Exercise prompt: Copy the rows below word for word, starting with the line that contains "Give the outline of every instance of the grass" and ending with the line that contains "40), (131, 35)]", including both of those lines.

——————————

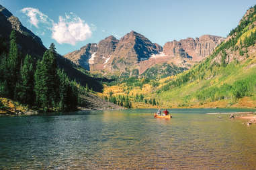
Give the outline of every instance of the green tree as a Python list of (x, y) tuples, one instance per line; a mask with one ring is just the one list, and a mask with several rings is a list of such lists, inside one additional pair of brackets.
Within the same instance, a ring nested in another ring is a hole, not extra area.
[(16, 86), (16, 80), (17, 79), (19, 71), (20, 57), (18, 51), (17, 45), (16, 44), (16, 33), (14, 30), (11, 31), (10, 35), (10, 46), (9, 52), (9, 58), (7, 60), (7, 83), (10, 89), (9, 96), (13, 97), (14, 90)]
[(16, 98), (22, 103), (32, 104), (34, 102), (34, 69), (31, 56), (27, 54), (20, 70), (20, 78), (16, 87)]

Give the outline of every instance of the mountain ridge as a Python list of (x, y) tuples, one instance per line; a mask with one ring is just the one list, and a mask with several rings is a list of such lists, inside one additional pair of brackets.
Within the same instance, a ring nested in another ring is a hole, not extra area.
[[(112, 48), (107, 50), (105, 54), (103, 50), (99, 53), (98, 49), (97, 49), (94, 54), (89, 52), (85, 57), (83, 55), (80, 56), (73, 55), (74, 52), (64, 56), (79, 66), (83, 65), (77, 62), (77, 60), (81, 60), (85, 63), (87, 61), (87, 66), (84, 68), (92, 72), (99, 72), (105, 76), (138, 76), (156, 64), (167, 64), (171, 66), (174, 64), (184, 69), (189, 68), (191, 66), (210, 54), (213, 48), (224, 38), (204, 35), (199, 38), (187, 38), (179, 41), (176, 40), (169, 41), (163, 48), (157, 43), (152, 43), (143, 35), (132, 30), (121, 37), (120, 40), (113, 35), (110, 35), (101, 40), (95, 46), (99, 46), (101, 43), (105, 43), (105, 40), (108, 39), (114, 39), (115, 41), (108, 41), (109, 44), (112, 44)], [(190, 44), (194, 44), (190, 45), (194, 48), (187, 45), (189, 43), (189, 41), (187, 42), (187, 39), (190, 41)], [(168, 46), (169, 44), (173, 43), (175, 44), (174, 46)], [(201, 49), (202, 50), (201, 50)], [(208, 51), (203, 50), (205, 49)], [(206, 52), (206, 51), (207, 52)], [(173, 55), (171, 54), (172, 52), (177, 55), (175, 54)]]

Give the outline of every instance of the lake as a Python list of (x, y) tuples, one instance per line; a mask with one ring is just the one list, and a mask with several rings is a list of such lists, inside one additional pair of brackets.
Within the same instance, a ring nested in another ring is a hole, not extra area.
[(253, 110), (171, 110), (1, 117), (0, 169), (255, 169), (256, 124), (206, 114)]

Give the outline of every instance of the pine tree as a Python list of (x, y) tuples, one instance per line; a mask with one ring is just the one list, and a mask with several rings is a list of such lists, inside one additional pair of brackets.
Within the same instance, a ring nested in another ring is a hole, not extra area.
[(20, 70), (19, 81), (16, 87), (16, 98), (23, 103), (32, 104), (34, 102), (34, 69), (31, 56), (27, 54)]
[(45, 69), (42, 61), (38, 62), (34, 75), (35, 84), (34, 90), (36, 94), (36, 104), (40, 108), (47, 111), (48, 107), (48, 87), (46, 78), (45, 76)]
[(13, 30), (10, 35), (10, 46), (9, 58), (7, 60), (8, 74), (7, 75), (7, 83), (10, 89), (9, 97), (11, 98), (13, 97), (13, 92), (16, 86), (16, 80), (19, 75), (19, 70), (20, 68), (19, 60), (19, 54), (16, 44), (16, 33)]

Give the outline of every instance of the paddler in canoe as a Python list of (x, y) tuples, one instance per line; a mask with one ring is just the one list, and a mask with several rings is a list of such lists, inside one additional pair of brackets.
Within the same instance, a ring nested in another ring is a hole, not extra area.
[(172, 117), (167, 109), (165, 109), (165, 110), (163, 112), (163, 114), (161, 114), (160, 108), (158, 110), (157, 113), (154, 114), (154, 116), (156, 118), (171, 118)]

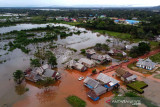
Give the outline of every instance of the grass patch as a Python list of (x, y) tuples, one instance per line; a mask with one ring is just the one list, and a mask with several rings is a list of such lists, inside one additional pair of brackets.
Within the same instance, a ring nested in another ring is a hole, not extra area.
[(160, 79), (160, 74), (155, 75), (154, 78)]
[(127, 33), (119, 33), (119, 32), (112, 32), (106, 30), (93, 30), (94, 32), (99, 32), (100, 34), (108, 34), (109, 36), (113, 36), (115, 38), (120, 38), (122, 40), (130, 40), (131, 35)]
[(72, 107), (85, 107), (86, 102), (80, 99), (77, 96), (69, 96), (66, 98), (69, 104), (72, 105)]
[(150, 71), (150, 70), (147, 70), (147, 69), (144, 69), (144, 68), (137, 67), (136, 62), (129, 64), (128, 68), (133, 70), (133, 71), (140, 72), (140, 73), (143, 73), (143, 74), (153, 74), (154, 73), (152, 70)]
[(69, 50), (71, 50), (71, 51), (74, 51), (74, 52), (77, 52), (77, 50), (76, 49), (74, 49), (74, 48), (68, 48)]
[(151, 50), (157, 49), (159, 47), (159, 42), (150, 41)]
[(71, 26), (76, 26), (78, 24), (80, 24), (79, 22), (65, 22), (65, 21), (56, 21), (57, 23), (62, 23), (62, 24), (68, 24)]
[(143, 82), (143, 81), (135, 81), (132, 82), (130, 84), (127, 84), (127, 86), (131, 89), (134, 89), (135, 91), (137, 91), (138, 93), (142, 94), (144, 93), (144, 88), (147, 87), (148, 85)]
[(160, 63), (160, 53), (151, 56), (150, 59), (151, 59), (153, 62), (158, 62), (158, 63)]

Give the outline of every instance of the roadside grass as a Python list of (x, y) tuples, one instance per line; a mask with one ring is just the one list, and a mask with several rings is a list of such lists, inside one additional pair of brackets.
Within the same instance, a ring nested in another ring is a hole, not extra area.
[[(109, 36), (113, 36), (115, 38), (119, 38), (122, 40), (128, 40), (132, 43), (138, 43), (143, 41), (143, 39), (133, 39), (131, 34), (127, 33), (119, 33), (119, 32), (112, 32), (107, 30), (93, 30), (93, 32), (98, 32), (100, 34), (108, 34)], [(157, 49), (159, 47), (159, 43), (155, 41), (149, 41), (151, 45), (151, 50)]]
[(147, 86), (148, 85), (144, 81), (135, 81), (135, 82), (127, 84), (127, 87), (137, 91), (140, 94), (144, 93), (143, 88)]
[(151, 50), (159, 48), (159, 42), (150, 41)]
[(150, 59), (151, 59), (153, 62), (160, 63), (160, 53), (155, 54), (155, 55), (153, 55), (153, 56), (150, 56)]
[(160, 79), (160, 74), (155, 75), (154, 78)]
[(80, 22), (65, 22), (65, 21), (57, 21), (57, 22), (62, 23), (62, 24), (72, 25), (72, 26), (76, 26), (76, 25), (80, 24)]
[(108, 34), (109, 36), (113, 36), (115, 38), (120, 38), (122, 40), (130, 40), (131, 35), (127, 33), (119, 33), (119, 32), (112, 32), (106, 30), (93, 30), (93, 32), (98, 32), (100, 34)]
[(72, 107), (85, 107), (86, 106), (85, 101), (83, 101), (82, 99), (74, 95), (67, 97), (66, 100), (68, 101), (69, 104), (72, 105)]
[(154, 73), (152, 71), (136, 67), (136, 62), (129, 64), (128, 68), (133, 70), (133, 71), (140, 72), (140, 73), (143, 73), (143, 74), (153, 74)]

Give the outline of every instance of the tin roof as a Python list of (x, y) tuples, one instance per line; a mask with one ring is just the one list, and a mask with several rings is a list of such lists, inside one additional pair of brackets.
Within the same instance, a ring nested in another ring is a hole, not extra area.
[(111, 82), (111, 85), (113, 84), (117, 84), (119, 83), (119, 81), (117, 81), (116, 79), (109, 77), (108, 75), (105, 75), (103, 73), (100, 73), (97, 76), (97, 80), (100, 80), (101, 82), (103, 82), (104, 84)]

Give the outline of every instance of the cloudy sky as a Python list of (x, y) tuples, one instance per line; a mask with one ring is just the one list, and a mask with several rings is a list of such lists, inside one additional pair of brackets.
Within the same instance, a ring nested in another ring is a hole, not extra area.
[(0, 7), (24, 6), (157, 6), (160, 0), (0, 0)]

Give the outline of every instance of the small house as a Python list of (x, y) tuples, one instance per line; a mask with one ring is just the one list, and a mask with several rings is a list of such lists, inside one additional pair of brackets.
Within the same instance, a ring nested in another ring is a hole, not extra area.
[(114, 55), (114, 51), (113, 51), (113, 50), (110, 50), (110, 51), (108, 51), (108, 54), (109, 54), (109, 55)]
[(97, 63), (100, 64), (111, 61), (111, 57), (109, 55), (94, 54), (91, 56), (91, 59), (95, 60)]
[(90, 90), (87, 95), (90, 97), (93, 101), (99, 100), (99, 96), (106, 93), (107, 88), (104, 86), (98, 86), (97, 88)]
[(116, 70), (116, 75), (120, 77), (120, 79), (126, 83), (130, 83), (132, 81), (135, 81), (137, 79), (136, 75), (131, 74), (130, 72), (126, 71), (123, 68), (118, 68)]
[(44, 78), (51, 77), (51, 78), (57, 79), (57, 80), (61, 78), (60, 73), (58, 73), (57, 71), (54, 71), (52, 69), (46, 69), (42, 76)]
[(119, 81), (103, 73), (100, 73), (96, 80), (98, 80), (104, 87), (106, 87), (107, 91), (111, 91), (119, 87)]
[(95, 89), (100, 85), (98, 81), (90, 77), (87, 77), (83, 82), (84, 82), (84, 85), (87, 86), (89, 89)]
[(37, 82), (39, 80), (44, 80), (47, 77), (51, 77), (53, 79), (60, 79), (60, 73), (50, 69), (48, 64), (45, 64), (41, 67), (36, 67), (33, 69), (27, 69), (25, 72), (25, 78), (27, 80)]
[(91, 56), (92, 56), (93, 54), (96, 54), (96, 52), (95, 52), (94, 49), (87, 49), (87, 50), (86, 50), (86, 56), (87, 56), (87, 58), (91, 59)]
[(84, 71), (87, 70), (86, 66), (84, 66), (83, 64), (78, 63), (74, 60), (71, 60), (70, 62), (68, 62), (67, 68), (76, 69), (76, 70), (81, 71), (81, 72), (84, 72)]
[(81, 64), (83, 64), (84, 66), (86, 66), (88, 68), (91, 68), (91, 67), (95, 66), (94, 61), (89, 60), (87, 58), (81, 58), (78, 62), (81, 63)]
[(157, 63), (152, 62), (152, 60), (148, 59), (138, 59), (136, 66), (140, 68), (144, 68), (147, 70), (152, 70), (156, 67)]

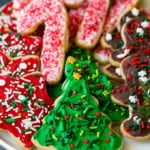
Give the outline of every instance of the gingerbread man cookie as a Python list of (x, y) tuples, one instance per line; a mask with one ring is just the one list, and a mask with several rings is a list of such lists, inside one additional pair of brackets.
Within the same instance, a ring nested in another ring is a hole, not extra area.
[(115, 87), (112, 99), (130, 108), (130, 117), (121, 124), (122, 133), (135, 140), (150, 137), (150, 50), (138, 51), (121, 63), (125, 83)]
[(41, 72), (49, 84), (56, 84), (62, 77), (68, 45), (67, 14), (63, 5), (55, 0), (31, 1), (18, 15), (17, 30), (24, 34), (33, 33), (43, 21)]
[(32, 141), (45, 150), (119, 150), (122, 139), (112, 131), (110, 123), (87, 84), (82, 79), (70, 78)]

——————————

Full output:
Give the outline of every instance of the grass patch as a Python list of (x, y) tuples, one instance per line; a mask with one ring is just the one list, and a mask with several rings is a list of such lists, inside one additional pair of brackets.
Within the same instance, a ring nested in another ring is a hole, not extra area.
[(160, 79), (160, 74), (155, 75), (154, 78)]
[(127, 33), (119, 33), (119, 32), (112, 32), (106, 30), (93, 30), (94, 32), (99, 32), (100, 34), (108, 34), (109, 36), (113, 36), (115, 38), (120, 38), (122, 40), (130, 40), (131, 35)]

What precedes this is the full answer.